= CONSIGNES =
A. Répondez aux questions suivantes d'après le texte de lecture :
(i) Avec qui Zabou Breitman a-t-elle coréalisé Le Garçon ?
(ii) Combien de lots de photographies le projet utilise-t-il, et où Vassault les a-t-il récupérés ?
(iii) Selon Zabou Breitman, quelle chose n'a-t-elle jamais vue au cinéma ?
B. Recopiez fidèlement le passage du texte de lecture qui va de « Nous recensions récemment, sur » jusqu'à « type de pièges. ».

= TEXTE DE LECTURE =
[CINÉMA] Le Garçon, un documentaire de Zabou Breitman à ne pas rater

Nous recensions récemment, sur Boulevard Voltaire le long-métrage À bicyclette !, de Mathias Mlekuz. Un film touchant sur le deuil et l’amitié, qui mêlait constamment le documentaire et la fiction et, ce faisant, interrogeait l’éthique du cinéaste : celui-ci y scénarisait ouvertement certaines situations dramatiques et se mettait en scène personnellement, avec tous les écueils auxquels on peut s’attendre…
Le Garçon, dernier film en date de Zabou Breitman, coréalisé avec Florent Vassault, tente une approche similaire mais évite soigneusement ce type de pièges.
Une œuvre hybride
Le projet s’appuie sur quatre lots de photographies que Vassault a récupérés dans une brocante à la demande de Zabou Breitman afin de bâtir autour un long-métrage. Des images familiales, anonymes, prises vraisemblablement entre les années 1940 et 1980. La réalisatrice avait dans l’idée d’imaginer par la fiction, via l’utilisation de comédiens comme François Berléand et Isabelle Nanty, la vie de ces inconnus à partir du peu d’informations que délivraient les photos, tandis que Vassault, de son côté, filmerait en un documentaire son travail de recherche pour retrouver la trace de cette famille et lever le voile sur l’un de ses membres en particulier, un jeune homme mystérieux au regard mélancolique.
Les deux segments, en définitive, s’entrelaceraient naturellement par la magie du montage de manière à proposer un portrait, sinon exhaustif, du moins convaincant, de cet individu. « L’idée de récupérer ces photos d’inconnus, confie Zabou Breitman, dans le dossier de presse, et de parier que chaque personne sur Terre mérite qu’on raconte son histoire a germé lentement. Ainsi que l’idée d’un mélange indissociable entre la fiction et le documentaire. Chose que je n’ai jamais vue au cinéma. »

= ENREGISTREMENTS =
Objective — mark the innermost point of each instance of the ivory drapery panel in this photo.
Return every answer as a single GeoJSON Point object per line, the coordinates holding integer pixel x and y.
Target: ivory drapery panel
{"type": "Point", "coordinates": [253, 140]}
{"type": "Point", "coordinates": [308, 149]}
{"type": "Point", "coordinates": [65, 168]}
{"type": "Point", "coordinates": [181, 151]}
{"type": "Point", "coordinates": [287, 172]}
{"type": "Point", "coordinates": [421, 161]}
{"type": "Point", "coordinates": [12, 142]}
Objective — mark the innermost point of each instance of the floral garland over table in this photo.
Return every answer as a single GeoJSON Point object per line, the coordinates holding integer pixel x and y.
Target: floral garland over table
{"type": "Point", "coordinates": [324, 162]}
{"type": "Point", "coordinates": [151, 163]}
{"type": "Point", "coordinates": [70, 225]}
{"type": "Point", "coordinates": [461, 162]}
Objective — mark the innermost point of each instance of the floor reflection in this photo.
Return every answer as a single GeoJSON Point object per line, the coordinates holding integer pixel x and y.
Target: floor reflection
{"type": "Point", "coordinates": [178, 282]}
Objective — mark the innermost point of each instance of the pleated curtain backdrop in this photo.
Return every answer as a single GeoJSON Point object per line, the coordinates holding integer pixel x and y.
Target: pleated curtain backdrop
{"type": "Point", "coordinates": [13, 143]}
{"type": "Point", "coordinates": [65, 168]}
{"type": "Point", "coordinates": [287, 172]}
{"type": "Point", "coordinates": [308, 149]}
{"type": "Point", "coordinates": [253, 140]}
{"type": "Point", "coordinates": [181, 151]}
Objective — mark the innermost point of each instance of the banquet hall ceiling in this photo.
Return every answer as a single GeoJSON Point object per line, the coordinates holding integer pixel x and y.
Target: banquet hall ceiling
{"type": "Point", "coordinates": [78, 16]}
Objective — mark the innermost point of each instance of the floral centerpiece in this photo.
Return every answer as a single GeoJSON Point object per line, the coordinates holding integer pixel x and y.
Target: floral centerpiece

= CORRIGÉS =
A.
(i) Avec Florent Vassault.
(ii) Quatre lots, récupérés dans une brocante.
(iii) Un mélange indissociable entre la fiction et le documentaire.

B.
Nous recensions récemment, sur Boulevard Voltaire le long-métrage À bicyclette !, de Mathias Mlekuz. Un film touchant sur le deuil et l’amitié, qui mêlait constamment le documentaire et la fiction et, ce faisant, interrogeait l’éthique du cinéaste : celui-ci y scénarisait ouvertement certaines situations dramatiques et se mettait en scène personnellement, avec tous les écueils auxquels on peut s’attendre…
Le Garçon, dernier film en date de Zabou Breitman, coréalisé avec Florent Vassault, tente une approche similaire mais évite soigneusement ce type de pièges.